*Your goal:*
Each record is to be printed again exactly, though not its pictures.

[[ Material for this exercise open ]]

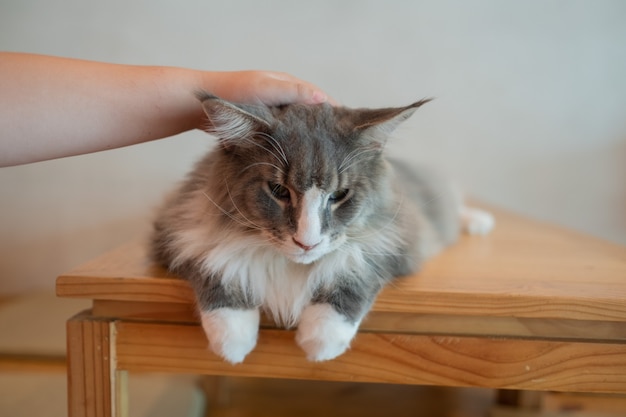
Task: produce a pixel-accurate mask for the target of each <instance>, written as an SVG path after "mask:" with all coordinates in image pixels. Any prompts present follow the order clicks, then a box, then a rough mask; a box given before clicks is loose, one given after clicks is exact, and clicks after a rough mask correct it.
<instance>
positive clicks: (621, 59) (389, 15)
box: [0, 0, 626, 294]
mask: <svg viewBox="0 0 626 417" xmlns="http://www.w3.org/2000/svg"><path fill="white" fill-rule="evenodd" d="M624 22H626V2H623V1H621V0H615V1H603V0H597V1H586V0H581V1H574V0H562V1H554V0H551V1H545V0H532V1H497V0H493V1H464V0H458V1H435V0H433V1H396V2H380V1H364V0H352V1H341V2H339V1H332V0H317V1H310V2H296V1H292V2H290V1H286V0H285V1H279V0H270V1H264V2H256V1H250V0H248V1H243V0H242V1H219V2H218V1H208V0H203V1H199V0H186V1H177V2H174V1H164V0H160V1H155V0H153V1H145V0H137V1H127V0H108V1H92V0H57V1H43V0H0V49H1V50H9V51H24V52H35V53H43V54H52V55H61V56H68V57H77V58H84V59H93V60H100V61H112V62H119V63H132V64H146V65H170V66H186V67H194V68H201V69H214V70H234V69H274V70H280V71H286V72H290V73H293V74H295V75H297V76H299V77H301V78H304V79H307V80H310V81H312V82H314V83H317V84H318V85H320V86H322V87H323V88H324V89H325V90H326V91H328V92H329V93H330V94H332V95H333V96H334V97H336V98H337V99H338V100H339V101H341V102H342V103H344V104H346V105H349V106H357V107H361V106H387V105H402V104H406V103H408V102H411V101H414V100H416V99H419V98H422V97H431V96H433V97H436V98H437V100H435V101H434V102H432V103H431V104H429V105H427V106H425V107H423V108H422V109H420V110H419V112H418V113H417V114H416V116H414V117H413V118H412V119H411V120H410V121H409V122H407V124H406V125H404V126H403V127H402V128H401V129H400V130H399V131H398V133H397V134H396V138H395V139H394V141H393V143H392V144H390V152H391V153H393V154H397V155H401V156H402V157H404V158H411V159H414V160H424V161H428V162H429V163H430V164H432V165H436V166H440V167H441V168H442V169H443V170H446V171H447V172H448V173H450V174H451V175H453V176H455V177H457V178H458V179H460V180H461V183H462V184H463V185H464V187H465V189H466V190H467V191H468V192H469V193H470V194H471V195H473V196H476V197H478V198H481V199H483V200H485V201H487V202H491V203H495V204H498V205H501V206H503V207H506V208H509V209H512V210H515V211H517V212H520V213H524V214H527V215H530V216H533V217H536V218H539V219H544V220H548V221H551V222H555V223H559V224H562V225H566V226H568V227H571V228H574V229H578V230H581V231H584V232H587V233H591V234H594V235H597V236H600V237H603V238H606V239H610V240H613V241H617V242H620V243H622V244H626V117H625V116H626V24H625V23H624ZM0 94H2V92H1V91H0ZM33 123H37V115H33ZM0 134H2V132H0ZM211 144H212V140H211V139H209V138H208V137H207V136H206V135H204V134H202V133H200V132H189V133H186V134H183V135H179V136H177V137H174V138H170V139H165V140H162V141H158V142H154V143H150V144H143V145H138V146H135V147H132V148H126V149H122V150H115V151H108V152H103V153H99V154H94V155H87V156H80V157H74V158H67V159H62V160H56V161H50V162H44V163H38V164H32V165H27V166H21V167H15V168H4V169H0V294H2V293H4V294H7V293H16V292H22V291H27V290H33V289H42V288H46V289H49V288H52V287H53V286H54V279H55V277H56V275H58V274H59V273H62V272H64V271H66V270H68V269H70V268H72V267H73V266H75V265H76V264H78V263H80V262H82V261H85V260H87V259H88V258H90V257H92V256H95V255H97V254H98V253H100V252H101V251H103V250H105V249H107V248H110V247H113V246H115V245H117V244H119V243H121V242H123V241H125V240H127V239H130V238H133V237H136V236H140V235H142V234H143V235H145V233H146V231H147V230H148V229H149V224H150V219H151V216H152V212H153V209H154V207H155V206H156V205H157V204H158V202H159V201H160V199H161V196H162V195H163V194H164V193H165V192H166V191H167V190H168V189H170V188H171V186H172V185H173V184H174V183H175V182H176V181H177V180H179V179H180V178H181V177H182V175H184V173H185V172H186V171H187V170H188V169H189V167H190V165H191V164H192V162H193V161H194V160H196V159H197V158H199V156H200V155H201V154H202V153H203V152H204V151H205V150H206V149H207V148H208V147H209V146H210V145H211Z"/></svg>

[[ Material for this exercise closed ]]

*Output of the task:*
Task: produce a pixel-accurate mask for the target of each <instance>, written as an SVG path after "mask:" with all coordinates in image pixels. Any prompts present follow the order clicks, then a box, then a rough mask; a box given before clicks is loose, one given after clicks is exact, and clicks after a rough mask correct it.
<instance>
positive clicks: (621, 59) (389, 15)
box: [0, 0, 626, 294]
mask: <svg viewBox="0 0 626 417" xmlns="http://www.w3.org/2000/svg"><path fill="white" fill-rule="evenodd" d="M624 22H626V2H623V1H621V0H615V1H603V0H597V1H586V0H581V1H574V0H562V1H554V0H551V1H545V0H532V1H497V0H493V1H464V0H458V1H435V0H433V1H396V2H380V1H364V0H352V1H341V2H339V1H332V0H317V1H310V2H296V1H292V2H290V1H286V0H285V1H279V0H270V1H264V2H256V1H250V0H248V1H243V0H242V1H219V2H218V1H208V0H203V1H199V0H186V1H177V2H174V1H164V0H160V1H155V0H153V1H145V0H137V1H127V0H108V1H92V0H57V1H43V0H0V49H1V50H9V51H24V52H35V53H43V54H52V55H61V56H68V57H77V58H84V59H93V60H100V61H112V62H119V63H132V64H146V65H170V66H186V67H194V68H201V69H214V70H234V69H274V70H280V71H286V72H290V73H293V74H295V75H297V76H299V77H301V78H304V79H307V80H310V81H312V82H314V83H317V84H318V85H320V86H322V87H323V88H324V89H325V90H326V91H328V92H329V93H330V94H332V95H333V96H334V97H336V98H337V99H338V100H339V101H341V102H342V103H344V104H346V105H349V106H357V107H361V106H387V105H402V104H406V103H408V102H411V101H414V100H416V99H419V98H422V97H431V96H433V97H436V98H437V100H435V101H434V102H432V103H431V104H429V105H427V106H425V107H423V108H422V109H420V110H419V112H418V113H417V114H416V116H414V117H413V118H412V119H411V120H410V121H409V122H407V124H406V125H404V126H403V127H402V128H401V129H400V130H399V131H398V133H397V134H396V138H395V139H394V141H393V143H392V144H390V152H391V153H393V154H397V155H401V156H402V157H404V158H411V159H414V160H424V161H428V162H429V163H430V164H432V165H436V166H440V167H441V168H442V169H443V170H446V171H447V172H448V173H450V174H451V175H453V176H455V177H457V178H458V179H460V180H461V183H462V184H463V185H464V187H465V189H466V190H467V191H468V192H469V193H470V194H471V195H473V196H476V197H478V198H481V199H483V200H485V201H487V202H491V203H495V204H498V205H501V206H503V207H506V208H509V209H512V210H515V211H517V212H520V213H524V214H527V215H530V216H533V217H536V218H539V219H544V220H548V221H551V222H555V223H559V224H562V225H566V226H568V227H571V228H574V229H578V230H581V231H584V232H587V233H591V234H594V235H597V236H600V237H603V238H606V239H610V240H613V241H617V242H620V243H622V244H626V117H625V116H626V24H625V23H624ZM0 94H2V92H1V91H0ZM33 123H37V115H33ZM0 134H2V132H0ZM211 144H212V140H211V139H209V138H208V137H207V136H206V135H204V134H202V133H200V132H189V133H186V134H183V135H179V136H177V137H174V138H170V139H165V140H162V141H158V142H154V143H150V144H143V145H138V146H135V147H132V148H126V149H122V150H115V151H108V152H103V153H99V154H94V155H87V156H80V157H74V158H67V159H62V160H56V161H50V162H44V163H38V164H32V165H27V166H21V167H15V168H4V169H0V294H2V293H4V294H7V293H16V292H22V291H27V290H33V289H42V288H46V289H49V288H52V287H53V286H54V279H55V277H56V275H58V274H59V273H62V272H64V271H66V270H68V269H70V268H72V267H73V266H75V265H76V264H78V263H80V262H82V261H85V260H87V259H88V258H90V257H92V256H95V255H97V254H98V253H100V252H101V251H103V250H105V249H107V248H110V247H113V246H115V245H117V244H119V243H121V242H123V241H125V240H127V239H130V238H133V237H136V236H140V235H142V234H143V235H145V233H146V231H147V230H148V229H149V224H150V219H151V216H152V212H153V209H154V207H155V206H156V205H157V204H158V202H159V201H160V199H161V196H162V195H163V194H164V193H165V192H166V191H167V190H168V189H170V188H171V186H172V185H173V184H174V183H175V182H176V181H177V180H179V179H180V178H181V177H182V175H184V173H185V172H186V171H187V170H188V169H189V167H190V165H191V164H192V162H193V161H194V160H196V159H197V158H199V156H200V155H201V154H202V153H203V152H204V151H205V150H206V149H207V148H208V147H209V146H210V145H211Z"/></svg>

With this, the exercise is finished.